Wilmar over de wetenschap - 1

Zijn interventies om bevlogenheid te vergroten effectief? Wat is er eigenlijk bekend over de effectiviteit van interventies om bevlogenheid op het werk te vergroten? Daar zijn weliswaar een groot aantal afzonderlijke studies naar verricht maar tot op heden het ontbreekt aan een gedegen overzicht. Welnu, dat is precies wat drie onderzoekers van de universiteit van Sheffield zich ten doel hebben gesteld[1].
 
Ze hebben de wetenschappelijke literatuur afgegraasd en vonden maar liefst 725 verwijzingen naar bevlogenheidsinterventies. Dat lijkt veel, maar het ging niet altijd om empirisch onderzoek, laat staan goed onderzoek. Want om in aanmerking te komen voor verdere analyse moest het onderzoek bestaan uit een interventiegroep en een controlegroep die geen interventie kreeg. Bovendien moest het niveau van bevlogenheid voor en na de interventie – ook bij de controlegroep – betrouwbaar gemeten worden. Toen die strenge criteria werden gehanteerd bleven er nog maar 20 (sic!) studies over.
 
Het gaat om vier soorten interventies:
  • Het vergroten van persoonlijke hulpbronnen, zoals veerkracht, optimisme en zelfvertrouwen;
  • Het vergroten van energiebronnen op het werk, zoals feedback, autonomie en sociale steun;
  • Leiderschapsinterventies gericht op het vergroten van kennis en vaardigheden van leidinggevenden om zodoende de bevlogenheid van hun mensen te vergoten;
  • Gezondheidsbevordering gericht op een gezondere life style en stess-management.
 
Bijna alle interventiestudies baseerden zich op het Job-Demands Resources model en stelden de mate van bevlogenheid met behulp van de Utrecht Work Engagement Scale vast.
 
Na deze strenge selectie berekenen de onderzoekers met behulp van een bepaalde statistische methode (meta-analyse) het effect van de interventies. Voelen de deelnemers zich na afloop van de interventie inderdaad meer bevlogen dan daarvoor? En is dit positieve effect groter dan bij de controlegroep?

******

Doel a: Kun je de rijen overschrijven, te beginnen bij de regel met "the car headlight" en doorlopend tot en met de laatste rij?

Gegeven rijen:
******

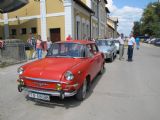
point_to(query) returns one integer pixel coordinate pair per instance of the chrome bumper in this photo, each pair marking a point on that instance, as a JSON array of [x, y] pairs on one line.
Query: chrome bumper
[[53, 93], [107, 55]]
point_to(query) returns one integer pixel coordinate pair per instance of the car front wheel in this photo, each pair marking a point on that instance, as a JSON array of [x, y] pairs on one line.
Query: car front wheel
[[81, 94], [112, 57]]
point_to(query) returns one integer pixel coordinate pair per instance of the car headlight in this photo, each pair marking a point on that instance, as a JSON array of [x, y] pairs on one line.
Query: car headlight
[[69, 75], [20, 70]]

******

Doel b: Wil je uit de tekst over bevlogenheidsinterventies woord voor woord overnemen, beginnend bij "Na deze strenge" en doorlopend tot en met "bij de controlegroep?"?

Volledig antwoord a:
point_to(query) returns one integer pixel coordinate pair per instance of the car headlight in this photo, each pair marking a point on that instance, as a JSON array of [x, y] pairs on one line.
Query: car headlight
[[69, 75], [20, 70]]

Volledig antwoord b:
Na deze strenge selectie berekenen de onderzoekers met behulp van een bepaalde statistische methode (meta-analyse) het effect van de interventies. Voelen de deelnemers zich na afloop van de interventie inderdaad meer bevlogen dan daarvoor? En is dit positieve effect groter dan bij de controlegroep?